### ABOUT THIS TASK
Retype, exactly and with both ends included, the lines below from the one containing "Could you identify the palm tree in" through the end; omit the pictures.

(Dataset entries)

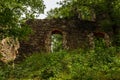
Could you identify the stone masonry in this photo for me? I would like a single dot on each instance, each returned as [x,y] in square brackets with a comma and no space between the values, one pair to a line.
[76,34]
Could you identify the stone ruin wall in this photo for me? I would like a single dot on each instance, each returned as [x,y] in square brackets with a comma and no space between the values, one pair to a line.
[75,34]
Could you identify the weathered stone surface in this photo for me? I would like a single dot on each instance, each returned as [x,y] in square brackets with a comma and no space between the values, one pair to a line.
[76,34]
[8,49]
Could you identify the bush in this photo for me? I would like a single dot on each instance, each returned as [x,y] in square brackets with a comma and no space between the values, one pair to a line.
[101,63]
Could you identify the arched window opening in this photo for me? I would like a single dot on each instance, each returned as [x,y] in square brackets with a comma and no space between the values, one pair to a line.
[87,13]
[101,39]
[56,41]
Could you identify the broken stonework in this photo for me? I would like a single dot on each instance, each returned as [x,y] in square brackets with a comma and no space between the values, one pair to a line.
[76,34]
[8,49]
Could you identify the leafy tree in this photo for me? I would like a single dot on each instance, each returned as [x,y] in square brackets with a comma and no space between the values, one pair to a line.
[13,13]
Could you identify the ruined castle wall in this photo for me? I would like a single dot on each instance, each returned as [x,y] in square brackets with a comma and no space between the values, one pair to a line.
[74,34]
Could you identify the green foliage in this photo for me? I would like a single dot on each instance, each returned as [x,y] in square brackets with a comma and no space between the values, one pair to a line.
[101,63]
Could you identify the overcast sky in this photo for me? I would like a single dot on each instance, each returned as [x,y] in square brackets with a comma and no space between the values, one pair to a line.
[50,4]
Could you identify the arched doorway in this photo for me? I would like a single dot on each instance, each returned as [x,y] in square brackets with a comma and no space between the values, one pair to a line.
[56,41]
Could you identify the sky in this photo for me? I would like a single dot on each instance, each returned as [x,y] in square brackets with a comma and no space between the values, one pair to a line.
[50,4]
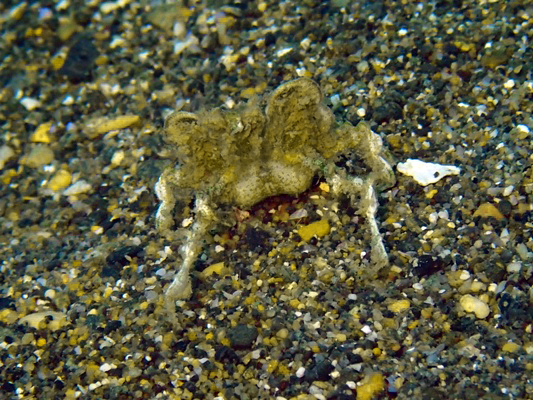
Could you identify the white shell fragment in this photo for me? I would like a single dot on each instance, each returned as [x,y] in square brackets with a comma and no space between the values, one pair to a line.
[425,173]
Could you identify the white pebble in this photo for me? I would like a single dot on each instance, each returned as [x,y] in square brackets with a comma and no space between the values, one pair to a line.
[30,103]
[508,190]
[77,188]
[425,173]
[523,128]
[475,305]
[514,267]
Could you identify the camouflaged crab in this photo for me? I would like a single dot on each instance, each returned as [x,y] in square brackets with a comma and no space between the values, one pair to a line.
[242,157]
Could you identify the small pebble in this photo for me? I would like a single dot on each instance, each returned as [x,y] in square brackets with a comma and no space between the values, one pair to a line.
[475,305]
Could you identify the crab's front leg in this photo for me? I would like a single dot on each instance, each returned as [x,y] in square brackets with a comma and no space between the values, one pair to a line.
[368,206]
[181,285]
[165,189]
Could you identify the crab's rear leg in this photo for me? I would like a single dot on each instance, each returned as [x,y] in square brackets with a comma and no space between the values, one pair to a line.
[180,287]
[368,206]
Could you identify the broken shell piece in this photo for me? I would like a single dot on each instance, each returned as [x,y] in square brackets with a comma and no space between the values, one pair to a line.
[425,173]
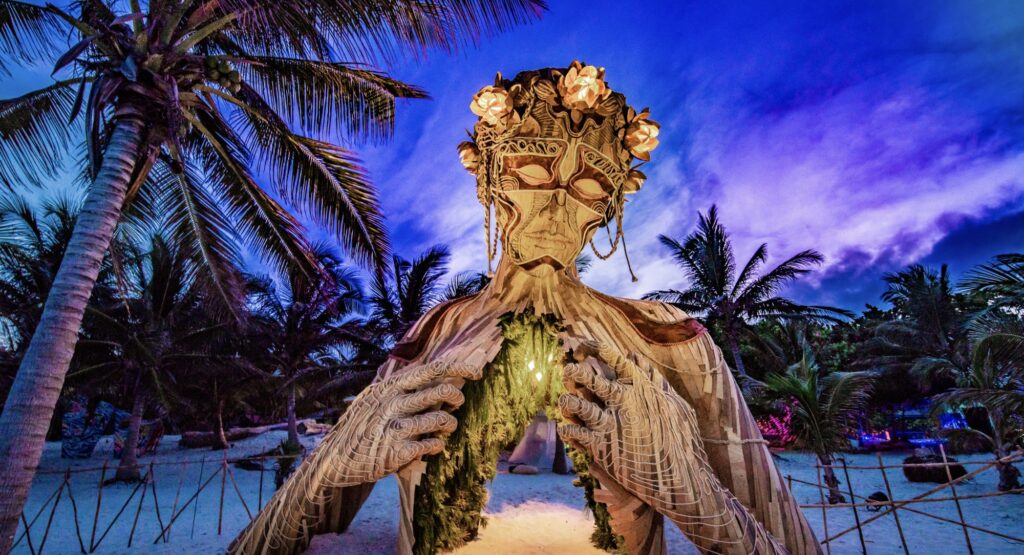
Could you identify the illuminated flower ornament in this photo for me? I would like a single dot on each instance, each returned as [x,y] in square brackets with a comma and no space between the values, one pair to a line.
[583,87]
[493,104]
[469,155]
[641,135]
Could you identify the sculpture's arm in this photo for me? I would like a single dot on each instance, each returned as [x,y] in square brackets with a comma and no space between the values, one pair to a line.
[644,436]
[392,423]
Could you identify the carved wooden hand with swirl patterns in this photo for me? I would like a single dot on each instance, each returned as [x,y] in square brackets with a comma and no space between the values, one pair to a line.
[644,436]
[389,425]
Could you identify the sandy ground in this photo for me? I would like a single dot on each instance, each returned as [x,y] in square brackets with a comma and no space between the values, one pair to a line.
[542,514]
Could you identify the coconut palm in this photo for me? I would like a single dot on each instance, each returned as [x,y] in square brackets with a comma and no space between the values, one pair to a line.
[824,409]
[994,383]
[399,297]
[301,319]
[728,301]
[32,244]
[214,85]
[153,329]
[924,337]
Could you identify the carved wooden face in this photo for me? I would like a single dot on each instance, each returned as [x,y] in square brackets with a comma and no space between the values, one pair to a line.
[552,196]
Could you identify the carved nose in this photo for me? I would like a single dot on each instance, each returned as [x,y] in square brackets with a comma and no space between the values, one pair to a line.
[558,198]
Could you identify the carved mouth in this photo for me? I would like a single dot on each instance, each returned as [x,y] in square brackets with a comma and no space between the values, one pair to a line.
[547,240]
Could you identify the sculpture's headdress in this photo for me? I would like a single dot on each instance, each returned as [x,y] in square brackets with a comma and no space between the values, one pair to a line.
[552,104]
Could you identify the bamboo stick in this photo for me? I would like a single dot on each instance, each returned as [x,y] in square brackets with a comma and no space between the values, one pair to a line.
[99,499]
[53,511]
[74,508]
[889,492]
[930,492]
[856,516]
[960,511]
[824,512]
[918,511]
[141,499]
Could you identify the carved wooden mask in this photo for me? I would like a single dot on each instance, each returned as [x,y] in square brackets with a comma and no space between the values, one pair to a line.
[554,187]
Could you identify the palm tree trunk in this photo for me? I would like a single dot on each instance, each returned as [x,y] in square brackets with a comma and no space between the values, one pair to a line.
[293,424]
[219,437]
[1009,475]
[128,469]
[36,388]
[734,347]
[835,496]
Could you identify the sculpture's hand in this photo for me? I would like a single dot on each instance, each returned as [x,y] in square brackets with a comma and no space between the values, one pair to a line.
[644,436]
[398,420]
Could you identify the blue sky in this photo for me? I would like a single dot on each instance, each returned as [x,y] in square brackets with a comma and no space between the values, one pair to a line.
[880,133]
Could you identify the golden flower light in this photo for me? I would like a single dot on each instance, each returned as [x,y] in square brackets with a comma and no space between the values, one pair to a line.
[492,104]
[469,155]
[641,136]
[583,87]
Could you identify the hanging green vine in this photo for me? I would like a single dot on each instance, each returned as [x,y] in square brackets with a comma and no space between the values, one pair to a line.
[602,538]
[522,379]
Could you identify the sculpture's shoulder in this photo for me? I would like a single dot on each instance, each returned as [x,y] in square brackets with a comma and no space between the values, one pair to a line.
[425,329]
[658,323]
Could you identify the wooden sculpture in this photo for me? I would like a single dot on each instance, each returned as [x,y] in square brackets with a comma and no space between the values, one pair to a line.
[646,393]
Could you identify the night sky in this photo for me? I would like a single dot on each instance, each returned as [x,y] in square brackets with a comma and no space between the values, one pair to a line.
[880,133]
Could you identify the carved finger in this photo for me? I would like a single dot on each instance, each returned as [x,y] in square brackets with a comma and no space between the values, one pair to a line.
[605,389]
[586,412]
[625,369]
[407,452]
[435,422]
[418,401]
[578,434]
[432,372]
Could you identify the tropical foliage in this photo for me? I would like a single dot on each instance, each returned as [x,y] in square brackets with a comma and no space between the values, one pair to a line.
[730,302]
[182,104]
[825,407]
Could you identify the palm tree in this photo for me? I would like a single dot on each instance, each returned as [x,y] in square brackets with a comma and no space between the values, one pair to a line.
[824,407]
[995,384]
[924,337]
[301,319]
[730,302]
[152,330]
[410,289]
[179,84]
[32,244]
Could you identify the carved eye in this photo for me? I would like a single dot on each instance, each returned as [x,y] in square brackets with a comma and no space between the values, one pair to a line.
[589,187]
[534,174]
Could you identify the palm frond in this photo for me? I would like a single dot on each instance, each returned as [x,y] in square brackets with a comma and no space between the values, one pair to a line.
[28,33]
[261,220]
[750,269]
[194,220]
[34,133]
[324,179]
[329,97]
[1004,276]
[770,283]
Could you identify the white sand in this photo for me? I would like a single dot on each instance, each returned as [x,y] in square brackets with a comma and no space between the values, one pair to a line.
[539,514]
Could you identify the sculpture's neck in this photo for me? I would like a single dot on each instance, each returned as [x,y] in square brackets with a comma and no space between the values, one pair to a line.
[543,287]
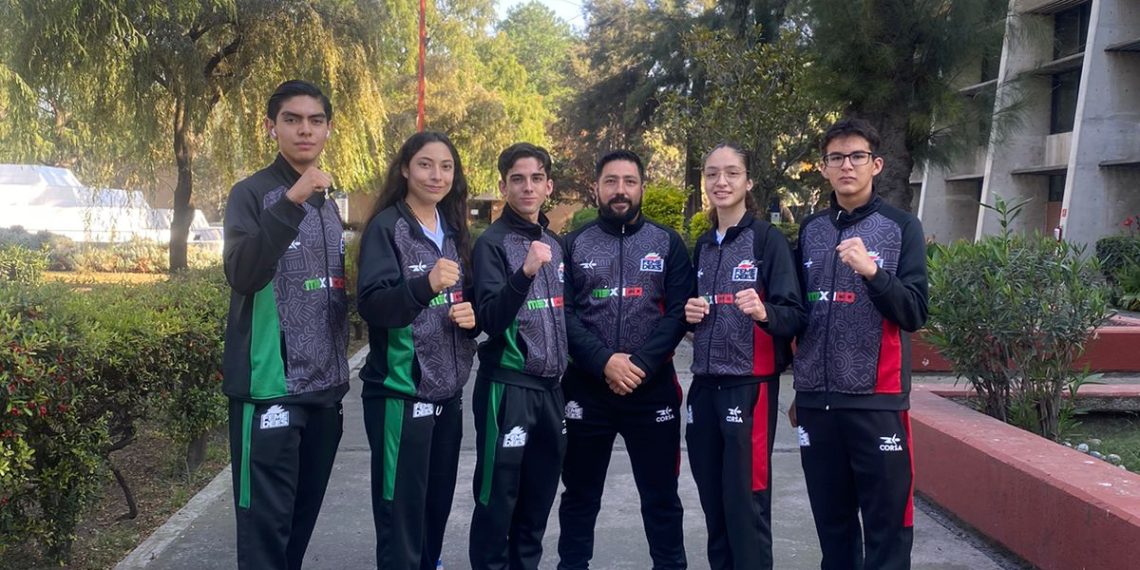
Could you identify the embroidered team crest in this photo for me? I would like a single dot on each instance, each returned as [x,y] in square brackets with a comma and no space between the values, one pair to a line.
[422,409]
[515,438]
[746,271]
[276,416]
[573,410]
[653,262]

### ANSWER
Could you identify the palm tree in this photo for me? I would like a single dot on each instance, each returned as [x,y] in square brackets with a comma and no space between the values, one pair to a line.
[824,407]
[995,384]
[924,337]
[301,319]
[730,302]
[152,330]
[410,289]
[179,84]
[32,244]
Could you identify the carved eye in this photo for me? I would like a single dot on each instance, each returned as [x,y] in square brackets with a comma and no space between the values, one pair to a line.
[589,187]
[534,174]
Could you identify the palm frond in this photo for me? I would like a single dot on each instance, each returned as [x,y] in square brackets with a comma and no space between the values, one pair to a line.
[28,33]
[261,220]
[750,269]
[194,220]
[34,133]
[324,179]
[329,97]
[1004,276]
[770,283]
Could you identify the white sand in this photo for me? I would like a single dot on each instance, each returned as [x,y] in square brackets with a comma and no space between the values, one pair to a line.
[539,514]
Could you identify the sculpture's neck in this photo for me? I would like a single dot on each instance, each returned as [x,y] in square brackets with a comma and no space between the values, one pair to a line.
[543,287]
Could you identify the embroidered team crest in this photo for me? I would like a single dot on each instance, each returned as [x,y] in square brackets with a comma and no space between the values, one pair to a line.
[422,409]
[515,438]
[746,271]
[276,416]
[573,410]
[653,262]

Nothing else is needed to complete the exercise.